[Items from a dataset]

======

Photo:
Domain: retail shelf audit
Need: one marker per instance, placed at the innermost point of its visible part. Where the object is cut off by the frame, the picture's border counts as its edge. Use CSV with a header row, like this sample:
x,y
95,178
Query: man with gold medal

======

- **Task**:
Copy out the records above line for line, keeping every word and character unchanged.

- **The result**:
Photo:
Domain: retail shelf audit
Need: one marker per instance, placed at the innermost point of its visible part. Where the object is cut off by the frame, the picture's border counts as its edge. Use CSV with a header row, like this sample:
x,y
95,178
Query: man with gold medal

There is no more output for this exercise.